**WHAT TO DO**
Rewrite the passage on child protection in Pakistan from "The third missing" up to and including "system in Pakistan?", replacing "poverty" with "economic hardship".

**TEXT UNDER STUDY**
=== Begin Enclosure ===
Zainab, Maham, Zohra, Uzma, Erum, Tayyaba and now Rizwana attract our attention only after they have already happened. Why have we not questioned our chronically dysfunctional child protection mechanisms? How come every state institution failed to recognise that a 13-year-old domestic help was being barbarically tortured for six months in the capital city of Pakistan? How come not a single individual reported the matter? How come the Child protection agencies, the Helplines, the police, the emergency services and the hospitals failed to come to the rescue of the tortured girl? We, however, refuse to accept reality or to admit that we do not have even an ab initio child protection system in place.

To comprehend how a child protection system works, consider this recent real-life event. A 13-year-old child in a small town in Canada walked out of his home after a minor dispute with his parents. A resident who saw the child walking alone on the street at an unearthly hour realised his ‘duty to report’ and informed the police. Within the next 10 minutes, the police had arrived, picked up the child and taken him to a police station. The child was made to feel comfortable, asked a few verification questions and the Child Services informed. Although it was late at night, the Child Service workers promptly reached the police station and carried out a detailed interview of the child and later of the parents who were also asked to come over. The child was allowed to go back home with the parents once the Child Service officials were fully satisfied that it was safe to do so. The seamless procedures were implemented without any intervention from any external source.

What were the factors that resulted in the immediate recovery of the child who had simply walked out of his home in a sleepy town in Canada and those that concealed the child labour and torture for six months in the Capital city of Pakistan?

The first flaw lies in our ‘anecdotal’ approach to the issue of child protection. We prefer to be seen personally intervening to fix the latest disaster rather than developing a self-operating preventive child protection system. This ‘band-aid’ approach ignores millions of children who are being publicly abused each day.

The second critical discrepancy is our failure to adopt a ‘duty to report’ law for mandatory reporting of child abuse cases. Although hundreds of people knew about Rizwana being used as child labour, they chose to remain silent. Pakistan could have a sea change impact on child protection by declaring that every citizen and professional has a mandatory ‘duty to report’ any instance of child abuse to police or the Child Protection department. This includes a child found begging, lost, abandoned or working in any domestic or commercial establishment.

The third missing link is the complete absence of well-defined and documented response procedures/ actions that ought to be seamlessly linked and followed by police and the Child protection officers, on receiving a child abuse report. The current system works only when prompted by phone calls from higher-ups or influential individuals. Even after such procedures are developed, they will work only when massively prodded through the media.

Finally we fail to understand that child abuse is heavily fueled by poverty. Rizwana would not have been palmed off to work for 12 hours a day for Rs10,000 per month, had her father been receiving a decent minimum legal wage or EOBI. No child protection system can succeed when millions of people are willing to sell their children. Will the sane and pro-poor citizens come together to build a movement for a holistic child protection system in Pakistan?

Published in The Express Tribune, August 3rd, 2023.
=== End Enclosure ===
**INFORMATION SUPPLIED**
=== Begin Enclosure ===
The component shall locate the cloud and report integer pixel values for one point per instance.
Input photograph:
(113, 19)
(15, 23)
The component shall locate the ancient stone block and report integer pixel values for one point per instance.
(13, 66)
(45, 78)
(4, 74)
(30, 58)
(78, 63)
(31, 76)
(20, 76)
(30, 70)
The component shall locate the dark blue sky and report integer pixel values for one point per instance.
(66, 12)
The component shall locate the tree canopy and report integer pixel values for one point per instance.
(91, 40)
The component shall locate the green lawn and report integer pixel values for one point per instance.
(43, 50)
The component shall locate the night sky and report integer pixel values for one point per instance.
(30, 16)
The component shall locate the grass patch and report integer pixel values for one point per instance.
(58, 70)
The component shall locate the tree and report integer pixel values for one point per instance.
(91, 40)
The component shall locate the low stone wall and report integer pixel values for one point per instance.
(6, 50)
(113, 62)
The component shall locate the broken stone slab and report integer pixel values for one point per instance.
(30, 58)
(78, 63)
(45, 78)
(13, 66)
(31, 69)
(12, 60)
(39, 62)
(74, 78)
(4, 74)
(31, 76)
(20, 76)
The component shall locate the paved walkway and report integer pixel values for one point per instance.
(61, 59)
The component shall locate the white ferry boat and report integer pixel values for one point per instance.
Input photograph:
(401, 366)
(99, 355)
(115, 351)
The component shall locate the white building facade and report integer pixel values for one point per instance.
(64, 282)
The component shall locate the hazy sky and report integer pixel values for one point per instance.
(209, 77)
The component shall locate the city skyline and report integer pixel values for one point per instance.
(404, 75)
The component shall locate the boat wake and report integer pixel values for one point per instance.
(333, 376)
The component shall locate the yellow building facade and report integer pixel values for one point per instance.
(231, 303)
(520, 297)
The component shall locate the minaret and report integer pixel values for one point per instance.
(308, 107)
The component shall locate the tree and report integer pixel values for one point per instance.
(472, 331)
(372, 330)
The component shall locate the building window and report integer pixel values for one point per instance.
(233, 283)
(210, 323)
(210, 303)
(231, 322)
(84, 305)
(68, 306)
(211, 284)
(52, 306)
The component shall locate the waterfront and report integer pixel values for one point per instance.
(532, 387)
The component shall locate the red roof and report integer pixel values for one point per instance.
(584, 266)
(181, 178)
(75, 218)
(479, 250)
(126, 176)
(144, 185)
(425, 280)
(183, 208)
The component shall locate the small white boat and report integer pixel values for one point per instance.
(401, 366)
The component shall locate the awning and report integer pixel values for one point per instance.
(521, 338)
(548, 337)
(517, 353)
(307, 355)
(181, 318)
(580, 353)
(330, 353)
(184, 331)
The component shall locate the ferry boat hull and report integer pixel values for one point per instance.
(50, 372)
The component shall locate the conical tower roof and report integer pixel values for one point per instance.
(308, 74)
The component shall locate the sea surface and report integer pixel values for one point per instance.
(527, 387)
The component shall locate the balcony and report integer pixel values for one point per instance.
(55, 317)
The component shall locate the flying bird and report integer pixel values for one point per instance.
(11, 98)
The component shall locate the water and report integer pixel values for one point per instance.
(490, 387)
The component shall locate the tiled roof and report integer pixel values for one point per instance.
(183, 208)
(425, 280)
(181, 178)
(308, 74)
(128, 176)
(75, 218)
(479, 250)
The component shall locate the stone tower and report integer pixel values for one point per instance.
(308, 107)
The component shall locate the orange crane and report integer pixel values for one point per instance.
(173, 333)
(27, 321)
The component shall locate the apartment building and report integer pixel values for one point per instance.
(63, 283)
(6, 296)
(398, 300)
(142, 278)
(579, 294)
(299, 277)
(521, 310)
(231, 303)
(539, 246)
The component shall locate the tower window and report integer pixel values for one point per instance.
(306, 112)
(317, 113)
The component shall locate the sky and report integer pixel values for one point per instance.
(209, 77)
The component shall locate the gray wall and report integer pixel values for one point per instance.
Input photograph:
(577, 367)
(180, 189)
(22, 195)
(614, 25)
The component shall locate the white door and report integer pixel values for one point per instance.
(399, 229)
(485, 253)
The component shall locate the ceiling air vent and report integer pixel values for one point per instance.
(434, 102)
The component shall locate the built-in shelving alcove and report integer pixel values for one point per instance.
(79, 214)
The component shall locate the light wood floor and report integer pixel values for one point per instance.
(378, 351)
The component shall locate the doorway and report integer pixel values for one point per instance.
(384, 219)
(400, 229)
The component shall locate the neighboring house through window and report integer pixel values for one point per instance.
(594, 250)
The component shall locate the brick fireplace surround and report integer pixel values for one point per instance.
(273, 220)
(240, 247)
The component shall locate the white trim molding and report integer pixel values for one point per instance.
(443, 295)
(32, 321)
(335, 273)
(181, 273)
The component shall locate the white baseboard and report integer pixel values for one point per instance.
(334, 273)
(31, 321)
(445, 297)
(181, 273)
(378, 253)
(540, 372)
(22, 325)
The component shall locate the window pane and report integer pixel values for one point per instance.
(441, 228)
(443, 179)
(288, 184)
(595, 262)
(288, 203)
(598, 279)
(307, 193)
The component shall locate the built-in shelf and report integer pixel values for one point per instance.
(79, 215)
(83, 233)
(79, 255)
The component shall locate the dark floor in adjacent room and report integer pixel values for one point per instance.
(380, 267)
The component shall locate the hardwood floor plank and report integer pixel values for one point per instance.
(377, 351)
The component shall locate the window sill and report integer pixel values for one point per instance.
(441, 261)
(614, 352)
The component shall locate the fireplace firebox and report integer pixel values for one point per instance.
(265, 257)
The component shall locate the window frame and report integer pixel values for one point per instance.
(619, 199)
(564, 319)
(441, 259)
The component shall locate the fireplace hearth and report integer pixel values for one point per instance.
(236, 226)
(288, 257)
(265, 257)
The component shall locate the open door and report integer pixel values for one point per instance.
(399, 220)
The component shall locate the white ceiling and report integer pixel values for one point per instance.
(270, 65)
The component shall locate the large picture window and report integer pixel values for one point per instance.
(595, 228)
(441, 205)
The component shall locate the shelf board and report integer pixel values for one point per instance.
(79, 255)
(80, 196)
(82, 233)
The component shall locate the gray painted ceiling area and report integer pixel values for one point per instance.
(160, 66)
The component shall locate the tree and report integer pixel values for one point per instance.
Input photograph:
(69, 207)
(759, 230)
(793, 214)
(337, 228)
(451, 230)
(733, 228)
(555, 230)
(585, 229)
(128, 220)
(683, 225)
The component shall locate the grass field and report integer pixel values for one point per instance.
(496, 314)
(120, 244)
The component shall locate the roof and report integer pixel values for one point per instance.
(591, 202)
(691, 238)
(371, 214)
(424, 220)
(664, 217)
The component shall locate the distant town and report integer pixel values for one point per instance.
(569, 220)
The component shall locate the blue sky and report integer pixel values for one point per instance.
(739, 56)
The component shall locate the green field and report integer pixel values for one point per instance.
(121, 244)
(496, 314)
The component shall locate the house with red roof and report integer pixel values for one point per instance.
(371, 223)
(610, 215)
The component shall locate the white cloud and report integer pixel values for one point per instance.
=== End Enclosure ===
**EXERCISE RESPONSE**
The third missing link is the complete absence of well-defined and documented response procedures/ actions that ought to be seamlessly linked and followed by police and the Child protection officers, on receiving a child abuse report. The current system works only when prompted by phone calls from higher-ups or influential individuals. Even after such procedures are developed, they will work only when massively prodded through the media.

Finally we fail to understand that child abuse is heavily fueled by economic hardship. Rizwana would not have been palmed off to work for 12 hours a day for Rs10,000 per month, had her father been receiving a decent minimum legal wage or EOBI. No child protection system can succeed when millions of people are willing to sell their children. Will the sane and pro-poor citizens come together to build a movement for a holistic child protection system in Pakistan?